_Prompt_: Pull out every line in the entries below that contains the word "green", copying each one in full. Case counts.

_Records for this task_:
»»

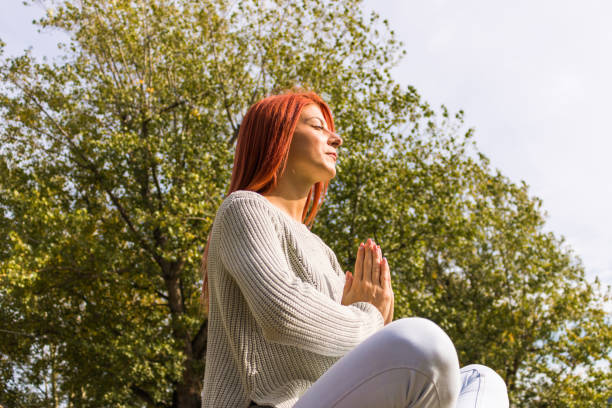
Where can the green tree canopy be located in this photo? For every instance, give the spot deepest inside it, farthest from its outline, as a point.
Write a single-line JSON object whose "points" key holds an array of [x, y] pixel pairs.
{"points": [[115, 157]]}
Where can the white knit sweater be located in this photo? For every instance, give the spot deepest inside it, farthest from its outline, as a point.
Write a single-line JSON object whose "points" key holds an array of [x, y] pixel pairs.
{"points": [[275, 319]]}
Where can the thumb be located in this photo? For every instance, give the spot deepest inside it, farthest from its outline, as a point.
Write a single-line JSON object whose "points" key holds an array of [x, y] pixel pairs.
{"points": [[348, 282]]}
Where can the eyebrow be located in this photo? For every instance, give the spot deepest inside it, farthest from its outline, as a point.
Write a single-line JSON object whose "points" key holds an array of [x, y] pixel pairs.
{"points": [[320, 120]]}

««
»»

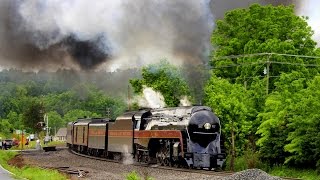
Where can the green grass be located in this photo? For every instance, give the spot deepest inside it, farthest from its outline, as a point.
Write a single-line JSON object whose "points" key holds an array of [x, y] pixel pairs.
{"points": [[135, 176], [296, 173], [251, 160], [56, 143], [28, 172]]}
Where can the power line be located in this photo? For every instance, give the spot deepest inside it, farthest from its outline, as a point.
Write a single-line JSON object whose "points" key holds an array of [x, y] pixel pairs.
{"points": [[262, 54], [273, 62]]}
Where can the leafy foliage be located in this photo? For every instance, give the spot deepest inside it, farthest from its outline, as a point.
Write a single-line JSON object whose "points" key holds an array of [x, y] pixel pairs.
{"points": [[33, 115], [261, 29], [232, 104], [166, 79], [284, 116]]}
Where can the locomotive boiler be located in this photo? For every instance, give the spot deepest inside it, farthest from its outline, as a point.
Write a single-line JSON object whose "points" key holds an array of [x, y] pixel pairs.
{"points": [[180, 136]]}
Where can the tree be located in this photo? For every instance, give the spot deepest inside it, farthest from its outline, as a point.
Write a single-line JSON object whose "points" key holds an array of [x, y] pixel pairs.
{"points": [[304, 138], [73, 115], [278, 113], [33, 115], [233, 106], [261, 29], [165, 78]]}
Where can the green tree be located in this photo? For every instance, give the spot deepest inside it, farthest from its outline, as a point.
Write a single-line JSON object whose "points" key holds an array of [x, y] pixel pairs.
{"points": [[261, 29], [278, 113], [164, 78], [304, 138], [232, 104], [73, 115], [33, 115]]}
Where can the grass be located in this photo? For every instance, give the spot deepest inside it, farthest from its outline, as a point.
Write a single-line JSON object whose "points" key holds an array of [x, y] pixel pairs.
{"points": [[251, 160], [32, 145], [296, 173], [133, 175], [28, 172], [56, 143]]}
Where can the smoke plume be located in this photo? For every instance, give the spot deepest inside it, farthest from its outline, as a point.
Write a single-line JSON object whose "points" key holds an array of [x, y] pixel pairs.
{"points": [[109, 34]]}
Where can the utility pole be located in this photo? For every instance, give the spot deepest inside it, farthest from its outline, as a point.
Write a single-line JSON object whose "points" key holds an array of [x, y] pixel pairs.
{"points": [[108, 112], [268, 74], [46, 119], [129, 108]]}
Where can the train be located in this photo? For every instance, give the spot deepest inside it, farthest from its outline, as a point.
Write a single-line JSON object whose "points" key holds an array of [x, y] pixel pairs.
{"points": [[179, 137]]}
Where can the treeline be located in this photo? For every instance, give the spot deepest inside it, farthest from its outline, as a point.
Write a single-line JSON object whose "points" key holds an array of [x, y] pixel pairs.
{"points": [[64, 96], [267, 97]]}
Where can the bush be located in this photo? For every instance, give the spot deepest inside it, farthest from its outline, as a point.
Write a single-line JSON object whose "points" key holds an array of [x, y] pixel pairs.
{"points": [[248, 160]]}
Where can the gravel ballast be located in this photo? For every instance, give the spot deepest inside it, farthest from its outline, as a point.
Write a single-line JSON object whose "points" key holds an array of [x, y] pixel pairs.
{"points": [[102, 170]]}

««
»»

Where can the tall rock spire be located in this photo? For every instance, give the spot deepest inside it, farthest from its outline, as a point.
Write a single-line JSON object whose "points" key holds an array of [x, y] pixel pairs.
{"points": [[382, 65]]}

««

_Expected answer_:
Where can the green tree canopy be located in this photo? For every instance, give the spot deepest inside it, farthest from its outline, as a point.
Where can the green grass be located in this photo? For every instance, give the spot deepest inside it, farthest from its outline, as a point.
Where can the green tree be located in this photo? For every instance, give the spot deepest inside it, farthest from its outline, as a point.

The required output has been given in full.